_Problem description_
Find every line in the entries that holds the string "walking" and report it.

:: Records for this task

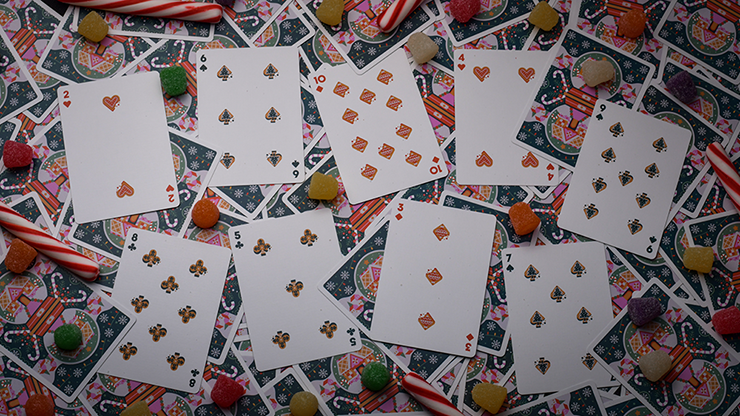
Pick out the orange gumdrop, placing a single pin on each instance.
(523, 219)
(632, 24)
(20, 256)
(205, 213)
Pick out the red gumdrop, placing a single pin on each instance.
(17, 155)
(226, 391)
(464, 10)
(727, 321)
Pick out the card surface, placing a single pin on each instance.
(625, 178)
(106, 124)
(280, 263)
(438, 257)
(558, 301)
(260, 128)
(174, 287)
(492, 89)
(378, 127)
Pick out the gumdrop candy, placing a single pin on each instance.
(330, 12)
(68, 337)
(174, 80)
(205, 214)
(323, 187)
(699, 259)
(375, 376)
(20, 256)
(39, 405)
(544, 16)
(643, 310)
(422, 47)
(631, 24)
(16, 154)
(523, 219)
(727, 321)
(137, 409)
(93, 27)
(682, 87)
(597, 72)
(464, 10)
(655, 364)
(304, 403)
(226, 391)
(489, 396)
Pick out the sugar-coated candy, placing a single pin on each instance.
(137, 409)
(523, 219)
(464, 10)
(375, 376)
(489, 396)
(68, 337)
(330, 12)
(323, 187)
(682, 87)
(174, 80)
(631, 24)
(205, 213)
(643, 310)
(16, 154)
(595, 72)
(422, 47)
(20, 256)
(655, 364)
(226, 391)
(699, 259)
(544, 16)
(39, 405)
(727, 321)
(93, 27)
(304, 403)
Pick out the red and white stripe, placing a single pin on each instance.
(394, 15)
(168, 9)
(427, 395)
(726, 171)
(37, 238)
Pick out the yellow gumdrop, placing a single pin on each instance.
(544, 16)
(699, 259)
(323, 187)
(489, 396)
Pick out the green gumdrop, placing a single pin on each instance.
(375, 376)
(68, 337)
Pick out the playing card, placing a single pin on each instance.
(289, 321)
(106, 124)
(485, 152)
(174, 287)
(384, 141)
(240, 124)
(624, 182)
(559, 294)
(703, 369)
(445, 274)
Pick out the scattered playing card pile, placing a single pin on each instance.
(415, 264)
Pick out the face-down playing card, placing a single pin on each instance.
(280, 263)
(174, 287)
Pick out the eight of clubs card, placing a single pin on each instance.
(249, 103)
(379, 130)
(625, 179)
(494, 87)
(112, 128)
(174, 287)
(435, 269)
(558, 301)
(280, 263)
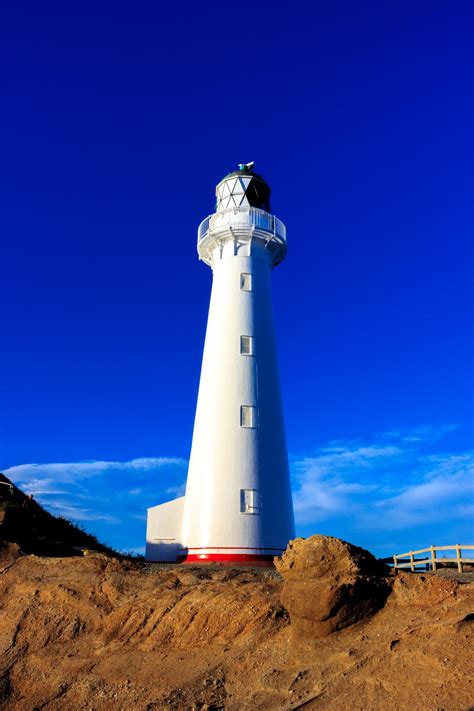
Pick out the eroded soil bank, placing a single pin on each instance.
(99, 633)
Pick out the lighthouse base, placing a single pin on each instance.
(236, 556)
(232, 559)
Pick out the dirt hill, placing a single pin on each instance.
(331, 631)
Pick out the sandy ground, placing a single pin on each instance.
(97, 633)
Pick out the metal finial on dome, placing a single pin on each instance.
(247, 166)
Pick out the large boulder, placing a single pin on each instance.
(329, 584)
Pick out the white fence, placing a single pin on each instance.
(431, 560)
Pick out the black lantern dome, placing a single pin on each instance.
(243, 188)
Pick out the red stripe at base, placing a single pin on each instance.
(261, 561)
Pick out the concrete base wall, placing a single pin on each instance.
(163, 531)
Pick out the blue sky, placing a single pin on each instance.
(117, 122)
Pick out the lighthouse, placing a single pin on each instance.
(237, 506)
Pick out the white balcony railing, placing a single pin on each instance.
(242, 217)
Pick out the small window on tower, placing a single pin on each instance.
(246, 345)
(247, 416)
(250, 501)
(246, 282)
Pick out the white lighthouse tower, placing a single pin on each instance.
(238, 506)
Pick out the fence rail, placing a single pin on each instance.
(432, 560)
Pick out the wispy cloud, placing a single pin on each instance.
(389, 483)
(104, 493)
(72, 471)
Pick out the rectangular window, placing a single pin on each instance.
(250, 501)
(246, 345)
(246, 282)
(247, 416)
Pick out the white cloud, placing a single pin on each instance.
(387, 484)
(71, 472)
(77, 513)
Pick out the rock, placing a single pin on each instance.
(329, 584)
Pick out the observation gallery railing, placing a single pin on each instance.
(242, 217)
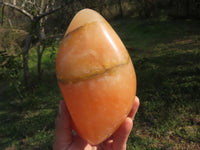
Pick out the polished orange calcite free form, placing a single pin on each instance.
(96, 76)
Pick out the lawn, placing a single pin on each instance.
(166, 57)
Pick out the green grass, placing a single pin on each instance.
(166, 57)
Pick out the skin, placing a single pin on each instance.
(66, 140)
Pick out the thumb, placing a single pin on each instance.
(63, 130)
(120, 137)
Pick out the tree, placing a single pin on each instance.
(38, 12)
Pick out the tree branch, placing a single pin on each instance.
(21, 10)
(49, 12)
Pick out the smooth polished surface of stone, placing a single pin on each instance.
(96, 76)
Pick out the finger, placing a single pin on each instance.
(63, 130)
(120, 137)
(134, 108)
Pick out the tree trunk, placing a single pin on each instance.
(25, 60)
(40, 53)
(2, 15)
(121, 9)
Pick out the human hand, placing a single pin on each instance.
(65, 140)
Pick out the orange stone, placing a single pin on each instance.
(96, 76)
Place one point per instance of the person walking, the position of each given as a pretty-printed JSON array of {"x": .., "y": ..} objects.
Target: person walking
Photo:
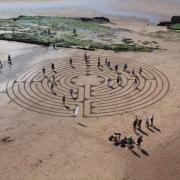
[
  {"x": 125, "y": 67},
  {"x": 147, "y": 123},
  {"x": 109, "y": 64},
  {"x": 152, "y": 120},
  {"x": 135, "y": 123},
  {"x": 52, "y": 87},
  {"x": 99, "y": 62},
  {"x": 9, "y": 59},
  {"x": 0, "y": 64},
  {"x": 116, "y": 67},
  {"x": 64, "y": 99},
  {"x": 139, "y": 141},
  {"x": 139, "y": 123},
  {"x": 106, "y": 62},
  {"x": 44, "y": 71},
  {"x": 54, "y": 79},
  {"x": 70, "y": 61},
  {"x": 135, "y": 83},
  {"x": 71, "y": 92},
  {"x": 52, "y": 66},
  {"x": 109, "y": 82},
  {"x": 133, "y": 72},
  {"x": 140, "y": 71}
]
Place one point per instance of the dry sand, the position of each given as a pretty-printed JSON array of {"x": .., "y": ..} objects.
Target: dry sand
[{"x": 53, "y": 148}]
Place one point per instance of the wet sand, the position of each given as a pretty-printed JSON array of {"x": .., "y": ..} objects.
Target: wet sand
[
  {"x": 152, "y": 10},
  {"x": 46, "y": 147}
]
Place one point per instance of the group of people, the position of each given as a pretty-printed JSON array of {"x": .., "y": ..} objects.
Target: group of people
[
  {"x": 129, "y": 141},
  {"x": 9, "y": 61}
]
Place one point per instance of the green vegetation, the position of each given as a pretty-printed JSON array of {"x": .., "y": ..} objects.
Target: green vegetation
[
  {"x": 90, "y": 33},
  {"x": 169, "y": 35},
  {"x": 175, "y": 26}
]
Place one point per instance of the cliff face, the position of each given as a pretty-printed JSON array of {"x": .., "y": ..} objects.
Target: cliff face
[{"x": 174, "y": 20}]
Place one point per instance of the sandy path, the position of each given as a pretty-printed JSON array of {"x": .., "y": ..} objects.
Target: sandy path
[{"x": 46, "y": 147}]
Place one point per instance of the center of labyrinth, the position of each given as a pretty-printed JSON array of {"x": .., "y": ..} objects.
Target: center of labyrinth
[{"x": 96, "y": 90}]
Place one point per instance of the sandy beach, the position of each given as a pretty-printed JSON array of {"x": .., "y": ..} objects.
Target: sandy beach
[{"x": 46, "y": 147}]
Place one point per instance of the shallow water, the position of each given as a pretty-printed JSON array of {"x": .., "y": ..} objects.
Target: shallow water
[{"x": 152, "y": 10}]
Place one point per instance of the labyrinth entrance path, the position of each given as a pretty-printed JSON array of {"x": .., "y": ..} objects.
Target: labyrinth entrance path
[{"x": 31, "y": 90}]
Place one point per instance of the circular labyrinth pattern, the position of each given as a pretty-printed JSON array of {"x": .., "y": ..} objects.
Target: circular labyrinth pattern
[{"x": 32, "y": 90}]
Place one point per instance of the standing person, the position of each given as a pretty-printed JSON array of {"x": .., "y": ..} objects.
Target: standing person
[
  {"x": 53, "y": 79},
  {"x": 9, "y": 59},
  {"x": 70, "y": 61},
  {"x": 118, "y": 79},
  {"x": 76, "y": 110},
  {"x": 49, "y": 32},
  {"x": 64, "y": 99},
  {"x": 133, "y": 72},
  {"x": 147, "y": 123},
  {"x": 109, "y": 82},
  {"x": 44, "y": 71},
  {"x": 139, "y": 123},
  {"x": 0, "y": 64},
  {"x": 52, "y": 87},
  {"x": 109, "y": 64},
  {"x": 71, "y": 92},
  {"x": 152, "y": 120},
  {"x": 140, "y": 71},
  {"x": 74, "y": 32},
  {"x": 116, "y": 67},
  {"x": 125, "y": 67},
  {"x": 86, "y": 58},
  {"x": 135, "y": 83},
  {"x": 52, "y": 66},
  {"x": 54, "y": 46},
  {"x": 106, "y": 62},
  {"x": 99, "y": 62},
  {"x": 139, "y": 141},
  {"x": 135, "y": 123}
]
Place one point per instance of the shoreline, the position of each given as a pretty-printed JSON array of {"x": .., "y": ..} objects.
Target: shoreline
[{"x": 14, "y": 8}]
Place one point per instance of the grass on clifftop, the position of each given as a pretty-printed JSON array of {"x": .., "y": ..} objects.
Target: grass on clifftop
[
  {"x": 35, "y": 30},
  {"x": 175, "y": 26}
]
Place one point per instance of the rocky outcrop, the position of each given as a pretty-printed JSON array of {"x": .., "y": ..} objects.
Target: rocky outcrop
[
  {"x": 174, "y": 20},
  {"x": 103, "y": 19}
]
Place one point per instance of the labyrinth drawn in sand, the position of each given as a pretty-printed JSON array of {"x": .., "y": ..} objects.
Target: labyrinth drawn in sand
[{"x": 95, "y": 99}]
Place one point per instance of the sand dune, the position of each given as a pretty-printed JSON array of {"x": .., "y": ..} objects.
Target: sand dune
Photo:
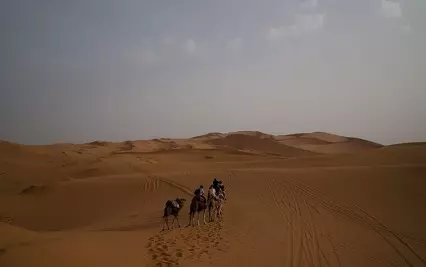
[
  {"x": 258, "y": 144},
  {"x": 351, "y": 203},
  {"x": 325, "y": 143}
]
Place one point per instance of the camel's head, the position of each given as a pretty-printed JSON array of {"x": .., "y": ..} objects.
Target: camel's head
[{"x": 181, "y": 201}]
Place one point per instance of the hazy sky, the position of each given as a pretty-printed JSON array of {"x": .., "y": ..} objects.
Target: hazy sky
[{"x": 83, "y": 70}]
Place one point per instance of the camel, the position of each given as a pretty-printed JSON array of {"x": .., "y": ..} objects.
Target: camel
[
  {"x": 212, "y": 207},
  {"x": 196, "y": 207},
  {"x": 171, "y": 209}
]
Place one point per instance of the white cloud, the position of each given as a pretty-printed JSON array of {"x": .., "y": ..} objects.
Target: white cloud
[
  {"x": 407, "y": 28},
  {"x": 168, "y": 41},
  {"x": 308, "y": 3},
  {"x": 235, "y": 44},
  {"x": 303, "y": 24},
  {"x": 391, "y": 9},
  {"x": 190, "y": 46}
]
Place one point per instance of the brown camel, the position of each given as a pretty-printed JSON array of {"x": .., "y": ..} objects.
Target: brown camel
[
  {"x": 212, "y": 207},
  {"x": 171, "y": 209},
  {"x": 196, "y": 207}
]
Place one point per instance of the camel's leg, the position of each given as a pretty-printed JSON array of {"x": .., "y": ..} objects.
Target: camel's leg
[
  {"x": 173, "y": 222},
  {"x": 190, "y": 219},
  {"x": 166, "y": 222},
  {"x": 219, "y": 212}
]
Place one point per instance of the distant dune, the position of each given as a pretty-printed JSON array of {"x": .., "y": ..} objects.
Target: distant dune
[
  {"x": 305, "y": 199},
  {"x": 257, "y": 143}
]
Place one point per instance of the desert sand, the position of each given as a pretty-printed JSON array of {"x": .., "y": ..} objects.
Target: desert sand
[{"x": 308, "y": 199}]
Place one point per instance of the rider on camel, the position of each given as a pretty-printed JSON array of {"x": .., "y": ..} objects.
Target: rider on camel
[{"x": 199, "y": 194}]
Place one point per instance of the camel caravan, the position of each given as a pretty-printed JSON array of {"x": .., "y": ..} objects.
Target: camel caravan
[{"x": 213, "y": 203}]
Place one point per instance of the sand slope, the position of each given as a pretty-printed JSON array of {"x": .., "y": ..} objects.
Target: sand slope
[{"x": 100, "y": 204}]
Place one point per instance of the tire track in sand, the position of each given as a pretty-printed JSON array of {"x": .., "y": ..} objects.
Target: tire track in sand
[
  {"x": 357, "y": 215},
  {"x": 304, "y": 244}
]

::::

_Written response_
Place one point per instance of the person walking, the position of each given as a pretty-printed JSON array of {"x": .., "y": ..} objects.
Target: person walking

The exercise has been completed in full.